[Goal of the exercise]: A verbatim copy of the lines from the one with "sleeve with a single point per instance." through the final line below is required; print it and nothing else.

[Supplied records]:
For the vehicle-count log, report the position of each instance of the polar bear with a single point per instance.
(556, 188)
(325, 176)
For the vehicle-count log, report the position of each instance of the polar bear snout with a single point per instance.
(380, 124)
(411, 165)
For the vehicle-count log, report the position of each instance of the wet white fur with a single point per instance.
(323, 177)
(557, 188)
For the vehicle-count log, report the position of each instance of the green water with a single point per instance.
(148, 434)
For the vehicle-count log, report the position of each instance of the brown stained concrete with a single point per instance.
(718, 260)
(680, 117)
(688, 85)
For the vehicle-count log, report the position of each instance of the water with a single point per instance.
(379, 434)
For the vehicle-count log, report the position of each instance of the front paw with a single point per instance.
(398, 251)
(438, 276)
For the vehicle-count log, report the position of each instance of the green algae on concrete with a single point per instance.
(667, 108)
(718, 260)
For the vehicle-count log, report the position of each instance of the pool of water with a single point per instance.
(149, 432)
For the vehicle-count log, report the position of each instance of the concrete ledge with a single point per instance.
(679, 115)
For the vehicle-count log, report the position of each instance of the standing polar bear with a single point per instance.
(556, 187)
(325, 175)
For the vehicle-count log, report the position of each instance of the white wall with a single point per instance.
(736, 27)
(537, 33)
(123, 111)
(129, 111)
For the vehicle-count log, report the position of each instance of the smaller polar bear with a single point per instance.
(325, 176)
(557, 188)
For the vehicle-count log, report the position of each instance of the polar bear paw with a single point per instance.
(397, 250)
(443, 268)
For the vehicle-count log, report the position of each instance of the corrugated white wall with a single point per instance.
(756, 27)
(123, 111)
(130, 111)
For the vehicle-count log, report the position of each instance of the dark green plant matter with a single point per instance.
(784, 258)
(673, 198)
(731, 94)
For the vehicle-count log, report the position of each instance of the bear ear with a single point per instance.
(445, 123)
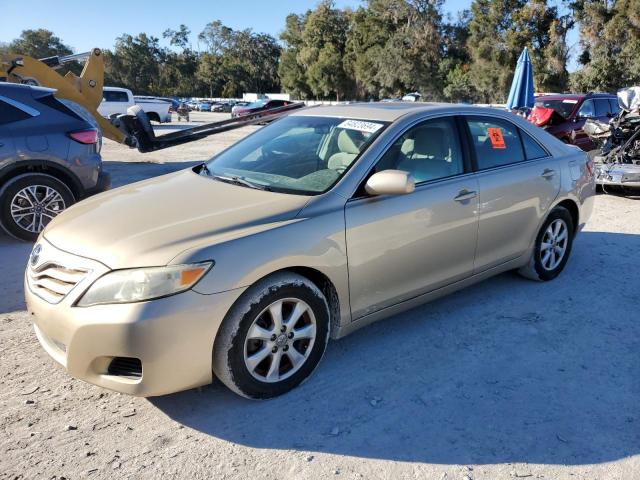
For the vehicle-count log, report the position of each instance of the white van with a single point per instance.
(116, 101)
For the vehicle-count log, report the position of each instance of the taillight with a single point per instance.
(88, 137)
(590, 167)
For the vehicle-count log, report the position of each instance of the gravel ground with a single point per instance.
(505, 379)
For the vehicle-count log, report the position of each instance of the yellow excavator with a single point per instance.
(134, 128)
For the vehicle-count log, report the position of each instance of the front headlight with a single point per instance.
(138, 284)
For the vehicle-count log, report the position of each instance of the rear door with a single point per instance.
(587, 110)
(9, 114)
(518, 180)
(400, 246)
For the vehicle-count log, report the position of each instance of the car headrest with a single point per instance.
(350, 141)
(431, 142)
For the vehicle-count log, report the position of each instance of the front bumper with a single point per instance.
(616, 174)
(172, 337)
(102, 185)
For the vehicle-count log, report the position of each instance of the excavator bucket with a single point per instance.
(85, 90)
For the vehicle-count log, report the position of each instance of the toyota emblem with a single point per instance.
(35, 255)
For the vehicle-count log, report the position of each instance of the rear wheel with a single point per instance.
(552, 247)
(273, 338)
(30, 201)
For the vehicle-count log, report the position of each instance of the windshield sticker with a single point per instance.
(359, 125)
(495, 135)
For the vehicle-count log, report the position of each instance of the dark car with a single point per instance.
(49, 158)
(564, 115)
(259, 106)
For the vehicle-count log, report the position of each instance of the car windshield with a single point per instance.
(298, 154)
(562, 107)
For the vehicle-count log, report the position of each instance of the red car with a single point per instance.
(564, 115)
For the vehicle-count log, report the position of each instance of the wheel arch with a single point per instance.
(46, 168)
(574, 211)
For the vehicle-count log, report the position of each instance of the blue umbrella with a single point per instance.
(521, 93)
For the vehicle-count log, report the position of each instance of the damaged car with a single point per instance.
(617, 161)
(564, 115)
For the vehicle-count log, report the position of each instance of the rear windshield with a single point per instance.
(562, 107)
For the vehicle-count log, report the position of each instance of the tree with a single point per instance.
(135, 64)
(38, 44)
(610, 41)
(498, 32)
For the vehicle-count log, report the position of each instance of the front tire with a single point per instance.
(273, 337)
(29, 202)
(552, 247)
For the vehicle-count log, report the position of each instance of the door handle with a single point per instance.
(465, 195)
(548, 173)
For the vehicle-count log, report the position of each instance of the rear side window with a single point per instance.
(532, 149)
(602, 107)
(10, 114)
(114, 96)
(615, 107)
(587, 110)
(496, 142)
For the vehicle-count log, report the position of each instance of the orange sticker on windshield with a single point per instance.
(495, 135)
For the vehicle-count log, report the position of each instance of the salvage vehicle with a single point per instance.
(49, 158)
(617, 161)
(320, 223)
(257, 107)
(564, 115)
(116, 101)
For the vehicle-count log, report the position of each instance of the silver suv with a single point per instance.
(49, 158)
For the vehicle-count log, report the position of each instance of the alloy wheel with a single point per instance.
(280, 340)
(554, 244)
(33, 207)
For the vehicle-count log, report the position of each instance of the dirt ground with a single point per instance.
(506, 379)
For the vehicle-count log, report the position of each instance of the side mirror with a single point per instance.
(390, 182)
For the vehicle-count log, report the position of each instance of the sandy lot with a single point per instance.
(506, 379)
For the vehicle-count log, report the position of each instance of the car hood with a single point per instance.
(150, 222)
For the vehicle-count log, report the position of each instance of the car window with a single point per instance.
(428, 151)
(587, 109)
(297, 154)
(603, 108)
(496, 142)
(615, 107)
(532, 149)
(10, 114)
(114, 96)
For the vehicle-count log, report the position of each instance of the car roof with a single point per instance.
(388, 111)
(574, 96)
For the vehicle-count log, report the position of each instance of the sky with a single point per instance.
(84, 25)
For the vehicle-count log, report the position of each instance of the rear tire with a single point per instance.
(273, 337)
(552, 247)
(29, 202)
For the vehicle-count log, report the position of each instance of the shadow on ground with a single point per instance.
(505, 371)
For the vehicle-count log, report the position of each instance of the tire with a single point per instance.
(27, 191)
(245, 364)
(542, 267)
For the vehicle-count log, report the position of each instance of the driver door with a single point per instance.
(402, 246)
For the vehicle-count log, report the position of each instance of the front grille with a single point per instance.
(52, 282)
(125, 367)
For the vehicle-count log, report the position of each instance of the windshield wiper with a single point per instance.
(236, 180)
(205, 169)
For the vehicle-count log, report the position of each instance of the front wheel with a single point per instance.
(552, 247)
(273, 337)
(30, 201)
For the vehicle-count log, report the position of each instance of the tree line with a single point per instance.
(383, 48)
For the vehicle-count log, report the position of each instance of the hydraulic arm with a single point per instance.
(134, 128)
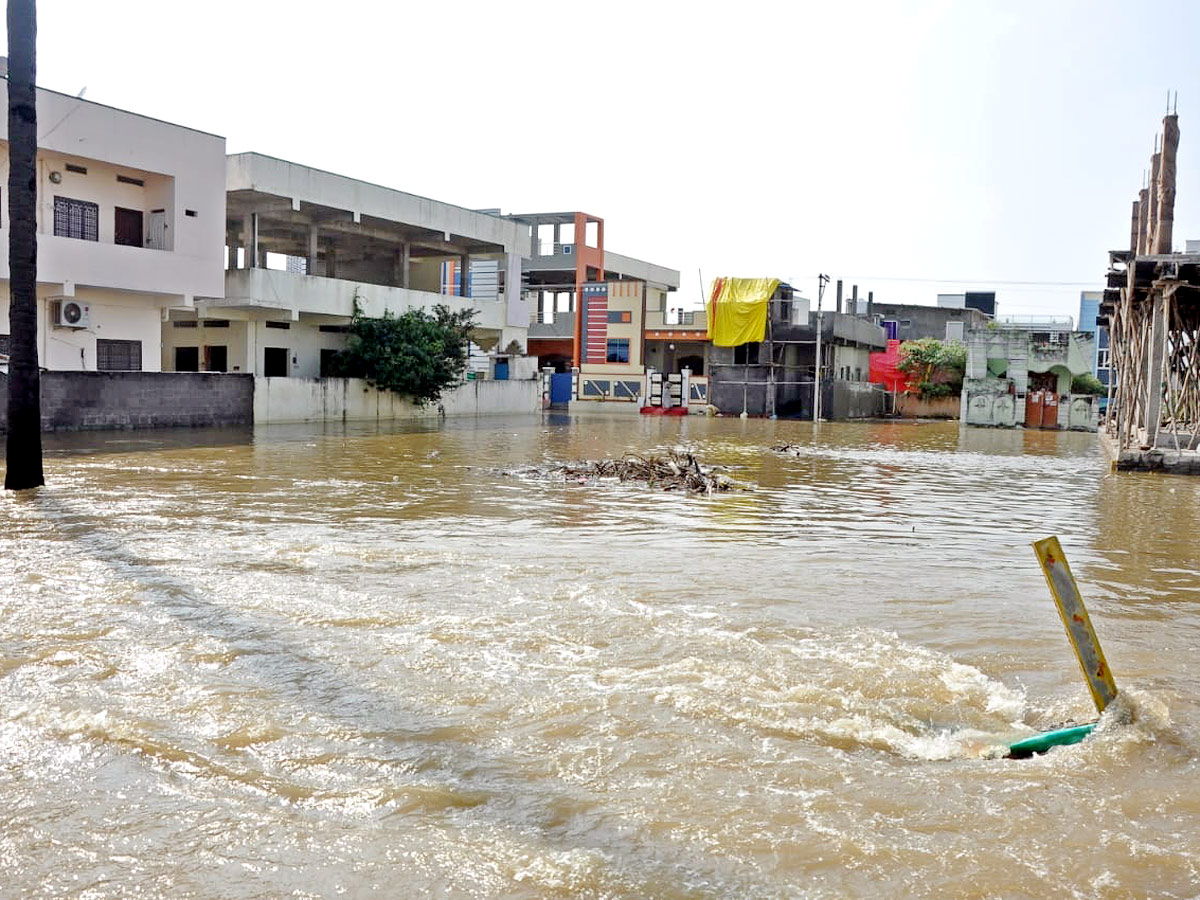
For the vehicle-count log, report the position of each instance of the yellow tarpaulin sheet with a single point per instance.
(737, 311)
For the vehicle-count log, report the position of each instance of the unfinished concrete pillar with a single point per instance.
(313, 249)
(1165, 204)
(1143, 221)
(250, 239)
(1155, 367)
(1152, 213)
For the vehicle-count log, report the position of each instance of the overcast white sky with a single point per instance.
(899, 145)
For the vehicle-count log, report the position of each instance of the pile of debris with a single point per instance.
(678, 471)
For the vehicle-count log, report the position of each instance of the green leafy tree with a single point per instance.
(418, 354)
(935, 367)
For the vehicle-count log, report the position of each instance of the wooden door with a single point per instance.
(1033, 409)
(127, 227)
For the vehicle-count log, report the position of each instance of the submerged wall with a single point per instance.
(100, 401)
(315, 400)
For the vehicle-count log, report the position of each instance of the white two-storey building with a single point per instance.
(130, 223)
(303, 245)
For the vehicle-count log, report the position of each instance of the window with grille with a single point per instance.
(118, 355)
(618, 351)
(76, 219)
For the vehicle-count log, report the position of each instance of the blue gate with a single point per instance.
(561, 389)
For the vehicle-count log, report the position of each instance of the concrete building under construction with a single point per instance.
(1152, 311)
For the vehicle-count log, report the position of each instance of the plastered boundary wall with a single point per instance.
(316, 400)
(111, 401)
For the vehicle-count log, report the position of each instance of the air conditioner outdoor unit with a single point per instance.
(70, 313)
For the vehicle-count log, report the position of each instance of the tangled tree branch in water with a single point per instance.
(678, 471)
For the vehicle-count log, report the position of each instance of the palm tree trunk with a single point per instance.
(24, 444)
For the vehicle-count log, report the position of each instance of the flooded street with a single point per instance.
(348, 663)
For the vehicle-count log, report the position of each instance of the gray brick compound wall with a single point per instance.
(99, 401)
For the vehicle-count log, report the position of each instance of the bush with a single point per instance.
(417, 354)
(1087, 383)
(936, 367)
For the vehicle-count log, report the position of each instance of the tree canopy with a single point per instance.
(418, 354)
(935, 367)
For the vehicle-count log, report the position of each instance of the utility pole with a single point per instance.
(23, 456)
(822, 280)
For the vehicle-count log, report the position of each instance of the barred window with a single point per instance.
(76, 219)
(618, 349)
(118, 355)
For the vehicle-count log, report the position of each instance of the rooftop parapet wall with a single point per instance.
(303, 184)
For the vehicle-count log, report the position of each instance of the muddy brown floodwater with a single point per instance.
(351, 663)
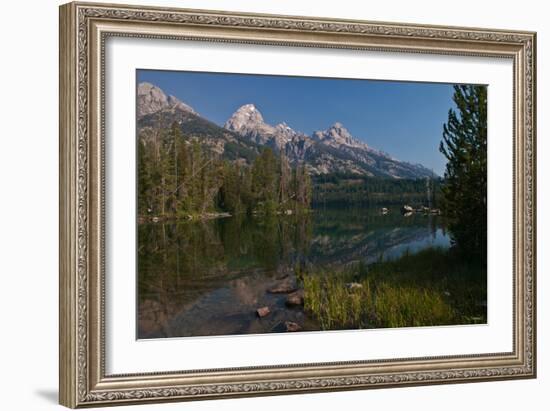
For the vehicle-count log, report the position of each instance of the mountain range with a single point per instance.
(246, 133)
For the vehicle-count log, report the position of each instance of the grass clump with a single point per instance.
(425, 289)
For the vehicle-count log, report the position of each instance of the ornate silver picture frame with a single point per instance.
(84, 30)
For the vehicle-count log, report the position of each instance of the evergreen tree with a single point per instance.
(464, 145)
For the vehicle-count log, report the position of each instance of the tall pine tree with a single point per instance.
(464, 145)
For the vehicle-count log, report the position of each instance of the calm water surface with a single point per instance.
(209, 277)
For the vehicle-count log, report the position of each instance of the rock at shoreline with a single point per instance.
(263, 311)
(292, 326)
(407, 209)
(295, 298)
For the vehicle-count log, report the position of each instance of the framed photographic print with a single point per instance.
(258, 204)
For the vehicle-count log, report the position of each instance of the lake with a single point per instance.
(209, 277)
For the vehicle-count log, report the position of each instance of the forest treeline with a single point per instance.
(347, 189)
(177, 177)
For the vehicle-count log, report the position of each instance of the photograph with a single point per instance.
(282, 204)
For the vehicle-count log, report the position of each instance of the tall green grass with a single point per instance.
(430, 288)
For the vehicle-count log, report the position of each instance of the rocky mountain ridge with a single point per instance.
(246, 132)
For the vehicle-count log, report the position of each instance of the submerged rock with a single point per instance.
(284, 287)
(263, 311)
(295, 298)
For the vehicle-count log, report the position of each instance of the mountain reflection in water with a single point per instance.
(209, 277)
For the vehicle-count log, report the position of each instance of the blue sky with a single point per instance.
(404, 119)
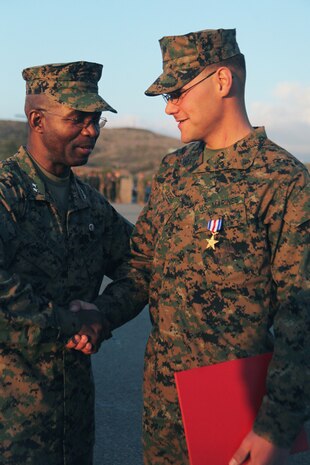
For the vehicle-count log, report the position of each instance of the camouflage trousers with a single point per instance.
(163, 443)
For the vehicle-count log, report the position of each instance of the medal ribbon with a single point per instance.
(214, 225)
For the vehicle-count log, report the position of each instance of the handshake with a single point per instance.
(93, 327)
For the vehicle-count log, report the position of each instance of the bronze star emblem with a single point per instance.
(212, 242)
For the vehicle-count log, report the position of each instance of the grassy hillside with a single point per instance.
(136, 150)
(132, 149)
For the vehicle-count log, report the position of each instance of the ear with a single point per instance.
(35, 120)
(224, 81)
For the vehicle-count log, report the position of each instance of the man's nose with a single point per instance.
(171, 108)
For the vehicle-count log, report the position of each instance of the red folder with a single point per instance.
(219, 404)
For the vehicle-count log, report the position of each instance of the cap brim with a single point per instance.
(167, 83)
(88, 102)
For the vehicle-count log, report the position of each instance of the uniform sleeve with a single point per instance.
(123, 299)
(25, 317)
(286, 405)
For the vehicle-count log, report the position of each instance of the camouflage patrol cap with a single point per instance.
(184, 57)
(73, 84)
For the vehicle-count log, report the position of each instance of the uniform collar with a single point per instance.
(36, 186)
(238, 156)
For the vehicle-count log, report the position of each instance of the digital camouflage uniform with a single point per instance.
(210, 305)
(46, 391)
(216, 301)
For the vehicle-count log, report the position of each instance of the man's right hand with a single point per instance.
(92, 331)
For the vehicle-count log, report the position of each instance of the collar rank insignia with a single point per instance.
(214, 226)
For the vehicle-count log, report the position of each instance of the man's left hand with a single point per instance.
(255, 450)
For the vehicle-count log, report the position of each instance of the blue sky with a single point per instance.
(123, 35)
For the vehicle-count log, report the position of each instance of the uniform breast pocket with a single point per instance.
(230, 254)
(94, 253)
(38, 258)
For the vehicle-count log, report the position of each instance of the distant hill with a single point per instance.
(136, 150)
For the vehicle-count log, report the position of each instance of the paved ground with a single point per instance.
(118, 371)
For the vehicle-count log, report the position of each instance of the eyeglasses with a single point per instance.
(98, 122)
(177, 94)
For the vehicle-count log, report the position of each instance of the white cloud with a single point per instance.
(286, 118)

[Answer to the exercise]:
For the vehicle-count log, report the position of each instance of the uniform sleeve with a single point per instance.
(123, 299)
(25, 317)
(286, 405)
For the vehicle-count log, report the position of each instance of the camouflage patrol cap with a single point per instance.
(184, 57)
(73, 84)
For the vehicle-count log, report the position of each instance of the uniform collar with a single point per instance.
(36, 186)
(238, 156)
For the vehicle-count log, report the position of each instance of the digital camouflage uniform with a single point per instance.
(210, 305)
(46, 391)
(216, 301)
For the vehicle-count log, report the position of each instance of the man's right hand with a single point per instance.
(92, 331)
For the vehicle-count log, report the position of each instance of the collar rank insignia with a single point per instance.
(214, 226)
For the vehicle-count log, report the position of each instance of the man's left hand with a single point per instance.
(255, 450)
For the vehicle-count log, report the position of each instance of the blue sky with a single point per instance.
(123, 35)
For the vehicle-count log, report the position of each instance of the uniform breast pocket with a single point per instance.
(230, 254)
(94, 253)
(38, 258)
For the vehicle-count log, report the position of each instance of the distant hill with a single point per instance.
(136, 150)
For the vehicle-count log, report the position of each instance of the paved ground with a single point per instance.
(118, 371)
For the vehicle-count log, report the position of each instance of the eyeglasses with a single point per instance.
(98, 122)
(177, 94)
For the vehicle-count log, report the position of each instance of the white cloud with a single point per instance.
(286, 118)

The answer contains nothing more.